= WHAT IS BEING ASKED =
Render as a JSON list of strings only the lines below that start with the one containing "Task: in the photo above, where can the gray hair" and end with the one containing "x=958, y=245", both included. Use one string per line and leave out blank lines.
--- START RECORDS FOR PROCESSING ---
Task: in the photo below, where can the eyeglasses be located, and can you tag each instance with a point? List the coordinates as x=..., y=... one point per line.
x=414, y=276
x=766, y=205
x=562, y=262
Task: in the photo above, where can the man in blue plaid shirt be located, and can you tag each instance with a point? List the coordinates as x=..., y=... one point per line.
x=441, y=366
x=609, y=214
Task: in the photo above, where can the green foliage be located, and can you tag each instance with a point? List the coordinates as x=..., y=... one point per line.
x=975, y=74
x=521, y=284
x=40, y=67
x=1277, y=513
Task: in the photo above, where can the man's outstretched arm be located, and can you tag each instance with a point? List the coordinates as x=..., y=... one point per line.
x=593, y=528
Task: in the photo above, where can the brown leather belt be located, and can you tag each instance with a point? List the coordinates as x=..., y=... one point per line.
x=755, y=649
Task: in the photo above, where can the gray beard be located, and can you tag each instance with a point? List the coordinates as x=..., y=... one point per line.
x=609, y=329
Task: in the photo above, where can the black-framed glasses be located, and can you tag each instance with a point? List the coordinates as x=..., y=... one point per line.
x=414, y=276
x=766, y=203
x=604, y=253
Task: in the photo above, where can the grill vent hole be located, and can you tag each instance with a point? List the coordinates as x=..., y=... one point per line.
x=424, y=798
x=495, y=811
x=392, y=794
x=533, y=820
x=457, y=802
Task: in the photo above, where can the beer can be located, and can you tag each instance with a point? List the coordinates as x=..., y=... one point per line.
--- END RECORDS FOR PROCESSING ---
--- START RECORDS FOR PROCESSING ---
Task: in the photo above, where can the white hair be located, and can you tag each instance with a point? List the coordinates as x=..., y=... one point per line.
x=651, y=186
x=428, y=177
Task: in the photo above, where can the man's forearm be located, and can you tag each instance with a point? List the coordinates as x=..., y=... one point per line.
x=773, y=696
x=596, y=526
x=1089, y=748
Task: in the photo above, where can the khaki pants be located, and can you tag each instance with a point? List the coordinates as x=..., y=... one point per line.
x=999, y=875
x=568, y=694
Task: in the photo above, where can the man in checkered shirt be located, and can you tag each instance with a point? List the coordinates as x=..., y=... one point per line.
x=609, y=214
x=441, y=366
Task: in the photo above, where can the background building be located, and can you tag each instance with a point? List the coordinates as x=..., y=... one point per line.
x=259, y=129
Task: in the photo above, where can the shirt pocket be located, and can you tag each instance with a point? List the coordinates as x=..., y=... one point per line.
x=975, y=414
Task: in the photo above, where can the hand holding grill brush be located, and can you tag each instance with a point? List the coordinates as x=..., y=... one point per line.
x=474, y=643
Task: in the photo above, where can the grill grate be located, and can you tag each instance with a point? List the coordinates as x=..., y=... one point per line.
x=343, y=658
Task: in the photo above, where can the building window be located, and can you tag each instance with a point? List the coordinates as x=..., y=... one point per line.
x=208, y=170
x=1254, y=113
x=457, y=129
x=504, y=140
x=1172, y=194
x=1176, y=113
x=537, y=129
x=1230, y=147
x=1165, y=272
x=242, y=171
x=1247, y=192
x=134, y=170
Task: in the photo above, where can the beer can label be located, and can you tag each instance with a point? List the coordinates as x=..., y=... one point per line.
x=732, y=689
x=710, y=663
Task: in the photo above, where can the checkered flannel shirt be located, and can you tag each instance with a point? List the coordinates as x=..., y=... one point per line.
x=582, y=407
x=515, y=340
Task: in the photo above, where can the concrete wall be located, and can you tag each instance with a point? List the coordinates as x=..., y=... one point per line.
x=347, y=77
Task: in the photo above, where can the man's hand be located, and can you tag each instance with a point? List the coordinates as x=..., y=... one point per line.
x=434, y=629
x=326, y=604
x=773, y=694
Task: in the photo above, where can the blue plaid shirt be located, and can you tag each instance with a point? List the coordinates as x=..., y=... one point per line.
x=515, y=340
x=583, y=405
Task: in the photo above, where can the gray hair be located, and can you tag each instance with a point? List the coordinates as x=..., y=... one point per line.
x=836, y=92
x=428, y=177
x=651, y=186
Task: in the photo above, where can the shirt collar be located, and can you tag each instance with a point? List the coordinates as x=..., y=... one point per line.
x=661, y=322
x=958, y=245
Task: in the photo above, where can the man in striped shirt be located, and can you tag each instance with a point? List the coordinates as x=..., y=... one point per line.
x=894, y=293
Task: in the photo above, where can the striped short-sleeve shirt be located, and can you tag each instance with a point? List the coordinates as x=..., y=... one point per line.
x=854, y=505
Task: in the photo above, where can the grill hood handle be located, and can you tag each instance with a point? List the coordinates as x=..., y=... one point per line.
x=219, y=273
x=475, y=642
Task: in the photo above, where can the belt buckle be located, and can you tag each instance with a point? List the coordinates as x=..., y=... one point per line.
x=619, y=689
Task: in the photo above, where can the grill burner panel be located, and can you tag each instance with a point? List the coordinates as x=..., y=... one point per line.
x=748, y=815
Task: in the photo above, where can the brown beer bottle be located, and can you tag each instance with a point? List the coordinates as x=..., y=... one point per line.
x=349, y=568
--- END RECORDS FOR PROCESSING ---
= RESULT OF THIS EXERCISE =
[
  "Task: in the photo above, where can the gray hair be located, and can you tag each instance with a point? List the coordinates as x=..., y=... one point per line.",
  "x=836, y=92",
  "x=428, y=177",
  "x=651, y=186",
  "Task: in the photo above, where can the shirt collar be located, and can you tag each instance with a point? List the coordinates as x=..., y=... one point per line.",
  "x=661, y=322",
  "x=958, y=245"
]